▸ PROBLEM STATEMENT:
Pull every line that includes the word "banner" from the data.

(Referring expression pointing data)
- Opening Delimiter -

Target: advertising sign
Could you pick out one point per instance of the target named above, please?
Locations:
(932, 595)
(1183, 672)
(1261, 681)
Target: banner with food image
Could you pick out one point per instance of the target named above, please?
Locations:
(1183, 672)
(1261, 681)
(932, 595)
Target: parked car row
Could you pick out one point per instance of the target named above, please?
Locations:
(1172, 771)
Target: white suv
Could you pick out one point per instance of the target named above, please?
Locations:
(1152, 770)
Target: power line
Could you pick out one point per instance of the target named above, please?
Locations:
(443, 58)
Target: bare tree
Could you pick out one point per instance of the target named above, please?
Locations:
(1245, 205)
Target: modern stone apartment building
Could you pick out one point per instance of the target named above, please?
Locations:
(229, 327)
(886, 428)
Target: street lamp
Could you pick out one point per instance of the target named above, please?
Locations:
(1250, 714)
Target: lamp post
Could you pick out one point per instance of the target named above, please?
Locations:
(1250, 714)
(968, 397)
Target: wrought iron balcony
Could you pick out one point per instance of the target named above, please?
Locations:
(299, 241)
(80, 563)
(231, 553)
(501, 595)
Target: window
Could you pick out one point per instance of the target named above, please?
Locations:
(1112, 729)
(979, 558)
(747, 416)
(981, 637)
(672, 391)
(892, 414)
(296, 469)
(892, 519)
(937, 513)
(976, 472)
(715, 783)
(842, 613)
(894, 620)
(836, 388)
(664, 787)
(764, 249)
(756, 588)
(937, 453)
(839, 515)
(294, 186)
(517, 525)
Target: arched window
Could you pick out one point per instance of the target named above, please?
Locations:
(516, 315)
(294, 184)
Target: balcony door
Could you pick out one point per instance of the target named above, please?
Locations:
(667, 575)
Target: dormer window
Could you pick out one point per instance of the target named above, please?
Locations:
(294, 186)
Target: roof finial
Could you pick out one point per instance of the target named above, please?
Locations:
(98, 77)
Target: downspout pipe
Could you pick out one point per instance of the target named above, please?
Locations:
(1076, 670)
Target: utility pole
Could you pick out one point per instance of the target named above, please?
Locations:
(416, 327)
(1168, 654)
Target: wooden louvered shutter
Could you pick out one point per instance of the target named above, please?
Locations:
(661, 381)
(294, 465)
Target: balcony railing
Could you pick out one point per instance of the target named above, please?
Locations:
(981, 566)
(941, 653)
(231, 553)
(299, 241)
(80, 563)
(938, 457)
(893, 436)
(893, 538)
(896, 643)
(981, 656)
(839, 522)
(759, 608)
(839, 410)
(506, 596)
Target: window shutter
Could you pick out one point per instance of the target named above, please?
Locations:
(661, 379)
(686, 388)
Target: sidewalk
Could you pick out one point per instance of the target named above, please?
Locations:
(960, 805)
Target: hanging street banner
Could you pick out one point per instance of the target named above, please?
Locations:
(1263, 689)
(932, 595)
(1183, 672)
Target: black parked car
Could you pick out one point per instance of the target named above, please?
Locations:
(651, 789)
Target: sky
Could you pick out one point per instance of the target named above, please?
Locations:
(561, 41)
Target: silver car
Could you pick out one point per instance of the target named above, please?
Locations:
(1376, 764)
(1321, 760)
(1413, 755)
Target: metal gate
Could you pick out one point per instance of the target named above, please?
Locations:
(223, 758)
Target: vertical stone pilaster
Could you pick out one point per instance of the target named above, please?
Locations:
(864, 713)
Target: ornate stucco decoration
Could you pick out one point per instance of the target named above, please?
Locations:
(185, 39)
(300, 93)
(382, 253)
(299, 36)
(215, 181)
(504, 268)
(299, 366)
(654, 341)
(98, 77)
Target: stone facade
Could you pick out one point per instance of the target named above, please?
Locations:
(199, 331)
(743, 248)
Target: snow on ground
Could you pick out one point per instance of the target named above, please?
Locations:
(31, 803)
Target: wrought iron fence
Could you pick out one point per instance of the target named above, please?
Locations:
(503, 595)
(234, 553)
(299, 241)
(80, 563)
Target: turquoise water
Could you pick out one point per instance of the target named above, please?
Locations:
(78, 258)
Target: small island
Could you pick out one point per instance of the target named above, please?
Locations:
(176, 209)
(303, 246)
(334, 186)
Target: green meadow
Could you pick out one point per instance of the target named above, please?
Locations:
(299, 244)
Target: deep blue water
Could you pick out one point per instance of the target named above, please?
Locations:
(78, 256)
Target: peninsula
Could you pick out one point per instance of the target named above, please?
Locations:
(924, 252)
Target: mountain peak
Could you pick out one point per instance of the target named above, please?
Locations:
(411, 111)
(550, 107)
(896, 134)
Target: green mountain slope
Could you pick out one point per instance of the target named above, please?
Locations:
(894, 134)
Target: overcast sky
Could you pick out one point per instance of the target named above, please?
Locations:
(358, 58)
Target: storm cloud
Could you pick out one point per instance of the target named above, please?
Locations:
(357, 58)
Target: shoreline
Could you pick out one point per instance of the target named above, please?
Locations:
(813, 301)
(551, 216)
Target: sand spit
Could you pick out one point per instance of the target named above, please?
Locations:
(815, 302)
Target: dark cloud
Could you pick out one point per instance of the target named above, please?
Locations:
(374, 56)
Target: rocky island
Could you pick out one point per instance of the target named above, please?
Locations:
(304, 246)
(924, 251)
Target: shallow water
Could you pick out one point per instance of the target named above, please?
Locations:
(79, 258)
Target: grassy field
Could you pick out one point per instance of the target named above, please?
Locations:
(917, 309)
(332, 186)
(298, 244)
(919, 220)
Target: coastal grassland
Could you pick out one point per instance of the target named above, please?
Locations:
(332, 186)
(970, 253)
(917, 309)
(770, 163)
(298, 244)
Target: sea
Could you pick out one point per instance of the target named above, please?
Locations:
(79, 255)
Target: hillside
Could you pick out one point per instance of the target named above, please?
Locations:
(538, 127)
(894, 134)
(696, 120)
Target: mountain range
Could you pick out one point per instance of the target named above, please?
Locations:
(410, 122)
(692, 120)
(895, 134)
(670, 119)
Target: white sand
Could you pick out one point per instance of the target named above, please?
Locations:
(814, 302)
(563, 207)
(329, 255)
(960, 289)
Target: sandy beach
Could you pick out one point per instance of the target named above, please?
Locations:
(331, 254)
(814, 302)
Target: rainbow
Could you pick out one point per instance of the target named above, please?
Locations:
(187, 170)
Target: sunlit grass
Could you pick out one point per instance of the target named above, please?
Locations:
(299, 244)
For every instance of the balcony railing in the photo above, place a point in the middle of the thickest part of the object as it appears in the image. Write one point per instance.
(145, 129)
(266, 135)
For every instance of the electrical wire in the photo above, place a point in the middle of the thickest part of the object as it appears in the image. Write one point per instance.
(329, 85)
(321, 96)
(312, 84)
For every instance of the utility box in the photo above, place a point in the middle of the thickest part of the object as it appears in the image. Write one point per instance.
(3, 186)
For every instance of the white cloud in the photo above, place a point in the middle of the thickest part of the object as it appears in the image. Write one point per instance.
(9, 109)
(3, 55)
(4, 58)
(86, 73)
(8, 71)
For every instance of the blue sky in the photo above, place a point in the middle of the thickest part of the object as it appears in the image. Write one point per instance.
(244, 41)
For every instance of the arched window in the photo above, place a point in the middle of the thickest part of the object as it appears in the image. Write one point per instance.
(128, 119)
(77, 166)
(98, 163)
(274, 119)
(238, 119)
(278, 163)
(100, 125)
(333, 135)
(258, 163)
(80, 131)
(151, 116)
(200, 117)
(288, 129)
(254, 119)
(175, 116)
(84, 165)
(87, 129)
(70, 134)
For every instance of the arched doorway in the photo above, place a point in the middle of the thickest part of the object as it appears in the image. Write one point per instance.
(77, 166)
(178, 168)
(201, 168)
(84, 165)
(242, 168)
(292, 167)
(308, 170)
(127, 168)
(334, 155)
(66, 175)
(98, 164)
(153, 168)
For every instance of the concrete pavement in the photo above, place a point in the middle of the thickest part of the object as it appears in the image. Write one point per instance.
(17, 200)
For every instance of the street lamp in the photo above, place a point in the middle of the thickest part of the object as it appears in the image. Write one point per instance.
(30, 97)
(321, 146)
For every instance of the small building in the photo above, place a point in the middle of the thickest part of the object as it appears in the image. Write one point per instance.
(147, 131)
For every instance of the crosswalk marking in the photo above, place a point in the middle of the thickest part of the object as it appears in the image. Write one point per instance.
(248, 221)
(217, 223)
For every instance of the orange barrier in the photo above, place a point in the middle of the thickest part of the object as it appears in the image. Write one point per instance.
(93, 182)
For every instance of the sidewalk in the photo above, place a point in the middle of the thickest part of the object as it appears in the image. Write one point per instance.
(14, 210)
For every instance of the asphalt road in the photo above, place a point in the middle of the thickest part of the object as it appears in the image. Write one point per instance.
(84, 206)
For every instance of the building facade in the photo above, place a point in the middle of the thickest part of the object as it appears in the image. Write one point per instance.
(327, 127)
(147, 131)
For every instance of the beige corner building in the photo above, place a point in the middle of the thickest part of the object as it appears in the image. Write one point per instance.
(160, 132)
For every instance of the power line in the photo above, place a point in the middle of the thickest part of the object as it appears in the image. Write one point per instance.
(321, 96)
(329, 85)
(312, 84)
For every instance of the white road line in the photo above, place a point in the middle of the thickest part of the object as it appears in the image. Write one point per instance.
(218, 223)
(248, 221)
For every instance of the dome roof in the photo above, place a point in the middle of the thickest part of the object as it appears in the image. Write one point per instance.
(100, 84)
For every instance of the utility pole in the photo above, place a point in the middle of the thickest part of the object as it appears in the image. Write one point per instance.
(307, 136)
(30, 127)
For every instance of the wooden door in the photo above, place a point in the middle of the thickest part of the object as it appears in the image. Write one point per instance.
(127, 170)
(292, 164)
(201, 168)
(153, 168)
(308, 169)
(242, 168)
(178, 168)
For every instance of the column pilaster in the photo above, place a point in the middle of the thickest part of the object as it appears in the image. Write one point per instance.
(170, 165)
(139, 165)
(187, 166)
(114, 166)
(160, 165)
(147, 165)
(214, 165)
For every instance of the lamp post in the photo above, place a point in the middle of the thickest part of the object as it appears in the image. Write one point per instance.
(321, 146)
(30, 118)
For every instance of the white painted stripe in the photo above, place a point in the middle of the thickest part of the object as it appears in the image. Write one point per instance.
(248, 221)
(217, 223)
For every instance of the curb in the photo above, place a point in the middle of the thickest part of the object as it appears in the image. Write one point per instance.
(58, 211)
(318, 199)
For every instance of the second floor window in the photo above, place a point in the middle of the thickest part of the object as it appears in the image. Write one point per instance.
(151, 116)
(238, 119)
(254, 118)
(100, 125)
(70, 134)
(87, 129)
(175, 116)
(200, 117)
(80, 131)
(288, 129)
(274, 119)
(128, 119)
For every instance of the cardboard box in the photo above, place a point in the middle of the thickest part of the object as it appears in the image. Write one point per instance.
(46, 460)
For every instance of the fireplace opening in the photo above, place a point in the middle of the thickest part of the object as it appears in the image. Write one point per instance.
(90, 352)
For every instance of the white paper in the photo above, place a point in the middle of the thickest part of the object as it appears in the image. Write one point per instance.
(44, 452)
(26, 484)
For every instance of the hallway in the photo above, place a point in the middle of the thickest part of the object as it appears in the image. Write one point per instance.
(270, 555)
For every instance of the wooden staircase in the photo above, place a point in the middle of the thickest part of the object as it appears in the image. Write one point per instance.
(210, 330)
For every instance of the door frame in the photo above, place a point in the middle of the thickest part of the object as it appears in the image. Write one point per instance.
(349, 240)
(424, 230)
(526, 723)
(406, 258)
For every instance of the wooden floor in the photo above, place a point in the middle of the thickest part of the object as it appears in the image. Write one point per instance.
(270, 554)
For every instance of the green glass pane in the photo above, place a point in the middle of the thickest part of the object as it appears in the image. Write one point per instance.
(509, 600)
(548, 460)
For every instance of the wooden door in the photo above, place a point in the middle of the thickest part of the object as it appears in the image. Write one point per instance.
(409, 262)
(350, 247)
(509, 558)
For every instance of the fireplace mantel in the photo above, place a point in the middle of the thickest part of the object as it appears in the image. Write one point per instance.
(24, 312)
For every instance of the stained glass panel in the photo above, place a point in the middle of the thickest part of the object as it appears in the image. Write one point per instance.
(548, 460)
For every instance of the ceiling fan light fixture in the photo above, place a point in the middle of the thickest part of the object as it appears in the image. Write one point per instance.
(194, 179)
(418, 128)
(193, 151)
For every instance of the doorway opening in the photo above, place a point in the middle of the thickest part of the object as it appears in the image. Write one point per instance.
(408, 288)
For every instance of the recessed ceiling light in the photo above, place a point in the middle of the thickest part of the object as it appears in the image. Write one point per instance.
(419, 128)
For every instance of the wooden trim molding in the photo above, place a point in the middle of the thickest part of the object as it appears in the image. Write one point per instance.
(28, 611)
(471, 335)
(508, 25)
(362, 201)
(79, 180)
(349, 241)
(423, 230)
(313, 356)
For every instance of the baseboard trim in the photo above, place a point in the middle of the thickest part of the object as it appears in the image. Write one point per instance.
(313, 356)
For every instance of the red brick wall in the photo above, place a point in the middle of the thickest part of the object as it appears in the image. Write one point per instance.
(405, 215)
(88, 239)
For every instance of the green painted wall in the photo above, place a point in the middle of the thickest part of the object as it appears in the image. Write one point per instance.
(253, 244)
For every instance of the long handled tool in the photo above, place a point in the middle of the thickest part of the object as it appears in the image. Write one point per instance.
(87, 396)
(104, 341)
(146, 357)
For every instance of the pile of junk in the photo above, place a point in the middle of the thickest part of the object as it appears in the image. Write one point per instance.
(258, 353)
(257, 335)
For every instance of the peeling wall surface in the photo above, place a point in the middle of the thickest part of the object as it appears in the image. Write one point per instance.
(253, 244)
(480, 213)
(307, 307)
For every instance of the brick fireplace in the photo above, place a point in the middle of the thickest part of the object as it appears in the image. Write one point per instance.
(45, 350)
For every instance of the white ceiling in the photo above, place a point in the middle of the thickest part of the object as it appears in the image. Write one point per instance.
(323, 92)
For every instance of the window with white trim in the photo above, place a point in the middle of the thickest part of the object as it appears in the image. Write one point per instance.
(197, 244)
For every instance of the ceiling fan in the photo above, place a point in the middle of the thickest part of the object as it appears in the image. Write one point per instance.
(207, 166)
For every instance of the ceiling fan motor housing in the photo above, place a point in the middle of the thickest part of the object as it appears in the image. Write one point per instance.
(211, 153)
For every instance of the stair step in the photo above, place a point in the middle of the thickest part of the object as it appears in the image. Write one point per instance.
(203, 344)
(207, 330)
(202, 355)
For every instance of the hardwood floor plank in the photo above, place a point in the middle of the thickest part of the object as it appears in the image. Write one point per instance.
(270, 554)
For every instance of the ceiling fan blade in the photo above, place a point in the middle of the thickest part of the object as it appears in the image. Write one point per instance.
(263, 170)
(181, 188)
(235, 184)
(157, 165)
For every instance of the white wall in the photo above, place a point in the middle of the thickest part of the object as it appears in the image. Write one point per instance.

- Closing Delimiter -

▸ EXERCISE RESPONSE:
Target: banner with food image
Target: hanging street banner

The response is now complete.